Region pointing data
**********

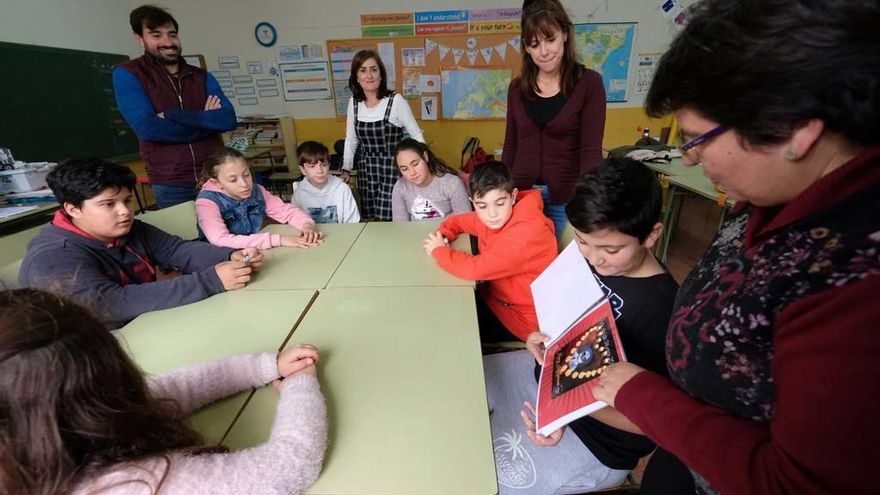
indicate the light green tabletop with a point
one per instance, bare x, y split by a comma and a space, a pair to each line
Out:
288, 268
674, 168
390, 254
41, 209
179, 220
698, 184
402, 373
221, 326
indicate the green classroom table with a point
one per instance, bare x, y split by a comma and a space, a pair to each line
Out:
679, 185
674, 168
289, 268
390, 254
401, 370
220, 326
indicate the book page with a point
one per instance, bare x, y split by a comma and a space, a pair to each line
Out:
565, 291
572, 364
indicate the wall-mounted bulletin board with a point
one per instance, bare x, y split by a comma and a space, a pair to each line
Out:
459, 77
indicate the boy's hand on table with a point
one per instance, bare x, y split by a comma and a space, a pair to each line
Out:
613, 379
233, 274
302, 358
311, 237
212, 103
251, 255
531, 430
434, 240
535, 345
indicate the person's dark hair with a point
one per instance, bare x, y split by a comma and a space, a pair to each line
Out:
489, 176
71, 401
545, 17
621, 194
436, 166
312, 152
356, 63
150, 17
75, 181
216, 158
765, 67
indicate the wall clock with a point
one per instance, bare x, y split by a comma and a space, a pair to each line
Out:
265, 34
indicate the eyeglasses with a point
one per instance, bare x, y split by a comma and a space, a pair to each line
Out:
702, 138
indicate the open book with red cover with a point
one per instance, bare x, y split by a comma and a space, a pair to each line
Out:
581, 348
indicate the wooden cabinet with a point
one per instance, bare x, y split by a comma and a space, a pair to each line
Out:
271, 143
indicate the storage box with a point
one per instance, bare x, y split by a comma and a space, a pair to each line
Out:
24, 179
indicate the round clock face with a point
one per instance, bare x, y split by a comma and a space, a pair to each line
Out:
265, 34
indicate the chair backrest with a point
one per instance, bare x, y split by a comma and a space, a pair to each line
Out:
13, 246
179, 220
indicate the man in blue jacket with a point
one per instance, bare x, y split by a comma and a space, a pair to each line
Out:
97, 254
178, 111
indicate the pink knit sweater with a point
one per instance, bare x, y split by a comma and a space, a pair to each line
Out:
289, 462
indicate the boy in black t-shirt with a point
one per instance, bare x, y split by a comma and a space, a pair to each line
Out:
615, 213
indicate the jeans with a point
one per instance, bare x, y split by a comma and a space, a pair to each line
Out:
553, 211
171, 194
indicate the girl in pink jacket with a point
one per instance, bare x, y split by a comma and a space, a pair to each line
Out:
231, 209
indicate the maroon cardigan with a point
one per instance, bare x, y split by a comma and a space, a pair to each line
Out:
569, 147
822, 435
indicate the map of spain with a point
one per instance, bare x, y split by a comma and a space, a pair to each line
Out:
475, 94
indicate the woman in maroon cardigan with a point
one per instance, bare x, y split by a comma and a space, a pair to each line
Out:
773, 343
555, 111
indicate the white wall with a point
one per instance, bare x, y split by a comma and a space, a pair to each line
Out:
226, 27
94, 25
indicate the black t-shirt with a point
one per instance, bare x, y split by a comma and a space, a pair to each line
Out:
642, 310
542, 110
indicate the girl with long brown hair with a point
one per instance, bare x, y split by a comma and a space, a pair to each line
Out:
77, 415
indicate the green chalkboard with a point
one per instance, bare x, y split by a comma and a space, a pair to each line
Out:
57, 103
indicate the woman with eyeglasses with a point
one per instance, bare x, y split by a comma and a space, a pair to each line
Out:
555, 111
773, 341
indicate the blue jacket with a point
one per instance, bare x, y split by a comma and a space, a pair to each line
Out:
242, 217
174, 146
107, 279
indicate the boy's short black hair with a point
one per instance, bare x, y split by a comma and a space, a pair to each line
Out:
311, 152
621, 194
75, 181
489, 176
150, 17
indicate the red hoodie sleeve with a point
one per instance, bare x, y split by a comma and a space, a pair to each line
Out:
455, 225
824, 436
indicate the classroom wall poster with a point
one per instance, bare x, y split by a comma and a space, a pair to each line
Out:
429, 108
387, 25
412, 57
495, 21
227, 62
647, 65
304, 81
302, 52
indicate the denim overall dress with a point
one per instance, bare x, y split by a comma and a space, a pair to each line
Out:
377, 169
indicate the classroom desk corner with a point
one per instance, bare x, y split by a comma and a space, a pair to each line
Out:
401, 370
290, 268
390, 254
239, 323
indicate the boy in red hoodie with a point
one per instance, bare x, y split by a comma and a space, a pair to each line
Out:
516, 242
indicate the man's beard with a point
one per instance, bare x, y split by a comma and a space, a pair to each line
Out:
165, 59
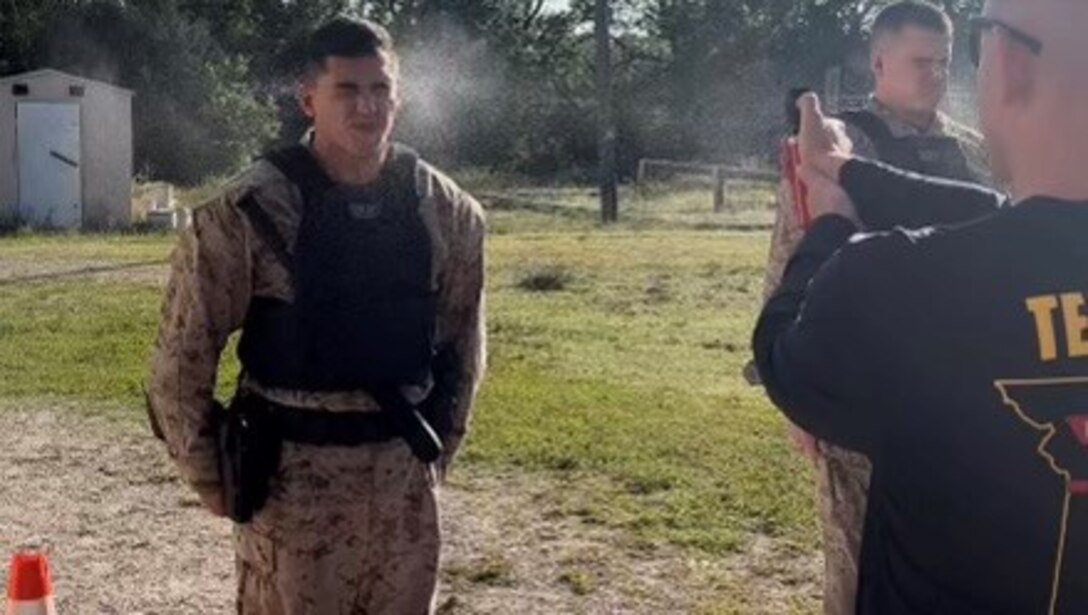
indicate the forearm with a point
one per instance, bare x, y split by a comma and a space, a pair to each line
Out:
887, 197
790, 345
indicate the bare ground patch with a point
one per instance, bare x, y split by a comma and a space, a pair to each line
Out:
125, 537
22, 271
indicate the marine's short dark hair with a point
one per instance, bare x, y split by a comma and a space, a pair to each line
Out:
345, 37
894, 17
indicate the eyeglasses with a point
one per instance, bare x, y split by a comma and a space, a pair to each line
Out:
978, 25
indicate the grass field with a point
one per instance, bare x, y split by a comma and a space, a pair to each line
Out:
615, 359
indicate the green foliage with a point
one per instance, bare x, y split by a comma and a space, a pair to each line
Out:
498, 84
626, 381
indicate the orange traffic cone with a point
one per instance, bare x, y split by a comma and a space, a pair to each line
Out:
29, 588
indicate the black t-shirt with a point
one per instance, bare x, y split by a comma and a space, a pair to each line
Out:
955, 358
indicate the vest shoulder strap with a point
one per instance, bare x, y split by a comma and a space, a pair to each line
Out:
266, 230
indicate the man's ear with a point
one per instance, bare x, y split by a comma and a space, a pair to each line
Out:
304, 94
876, 63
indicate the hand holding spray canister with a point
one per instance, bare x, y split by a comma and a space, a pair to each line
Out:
791, 159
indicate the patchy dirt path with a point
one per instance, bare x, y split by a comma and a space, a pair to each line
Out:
125, 537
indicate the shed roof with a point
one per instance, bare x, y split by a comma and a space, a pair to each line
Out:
53, 72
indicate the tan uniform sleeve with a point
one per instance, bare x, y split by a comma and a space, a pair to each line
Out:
784, 237
206, 300
461, 308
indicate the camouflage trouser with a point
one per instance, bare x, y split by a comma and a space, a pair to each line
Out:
843, 486
345, 531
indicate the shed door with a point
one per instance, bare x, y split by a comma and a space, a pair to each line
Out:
49, 186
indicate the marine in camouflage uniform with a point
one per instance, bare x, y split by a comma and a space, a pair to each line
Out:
842, 476
346, 529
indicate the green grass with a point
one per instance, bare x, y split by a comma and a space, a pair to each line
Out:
622, 378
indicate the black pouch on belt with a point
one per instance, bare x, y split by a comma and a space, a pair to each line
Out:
249, 447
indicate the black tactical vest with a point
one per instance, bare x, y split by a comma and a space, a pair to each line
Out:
363, 315
938, 156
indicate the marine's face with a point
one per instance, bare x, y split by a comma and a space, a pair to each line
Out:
912, 69
353, 103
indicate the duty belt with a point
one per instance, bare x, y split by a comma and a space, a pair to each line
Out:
322, 428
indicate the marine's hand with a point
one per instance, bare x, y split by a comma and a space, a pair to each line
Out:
827, 197
804, 443
825, 146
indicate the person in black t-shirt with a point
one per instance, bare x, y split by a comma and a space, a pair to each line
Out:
955, 356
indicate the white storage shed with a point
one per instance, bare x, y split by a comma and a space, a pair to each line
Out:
65, 151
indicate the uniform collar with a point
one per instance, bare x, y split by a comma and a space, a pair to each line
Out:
902, 128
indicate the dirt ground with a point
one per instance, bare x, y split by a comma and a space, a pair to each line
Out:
124, 536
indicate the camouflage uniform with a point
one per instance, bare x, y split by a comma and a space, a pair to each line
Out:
345, 529
842, 476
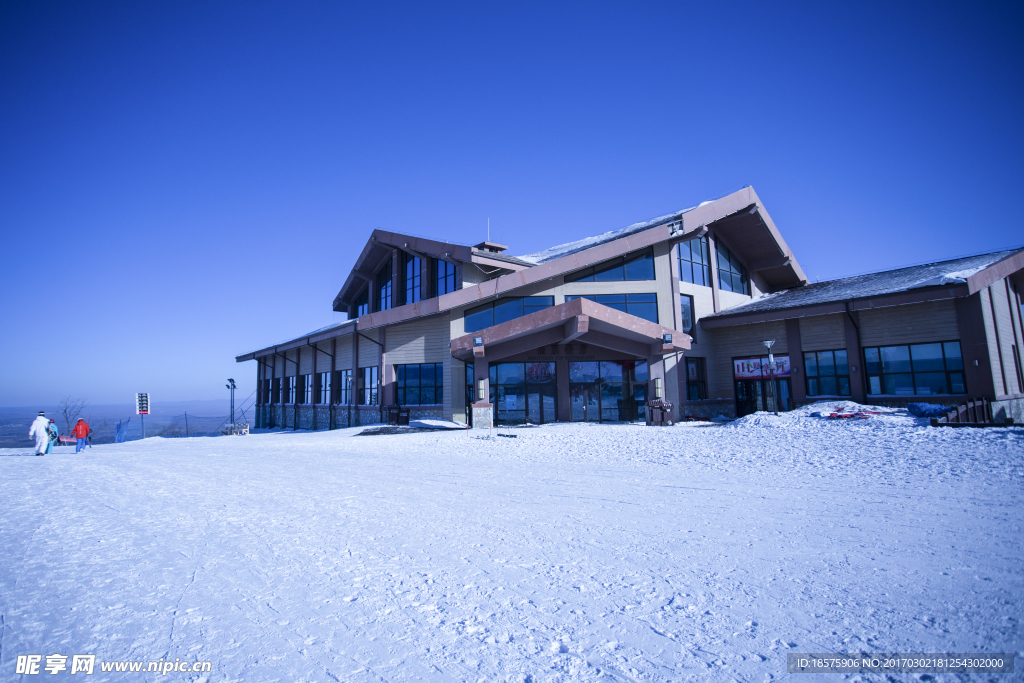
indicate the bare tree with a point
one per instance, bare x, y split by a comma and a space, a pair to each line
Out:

**********

What needs to be done
Only the lines containing "storage" are needed; copy each of them from the data.

Result of the exercise
indicate the storage box with a point
indicate the white storage shed with a point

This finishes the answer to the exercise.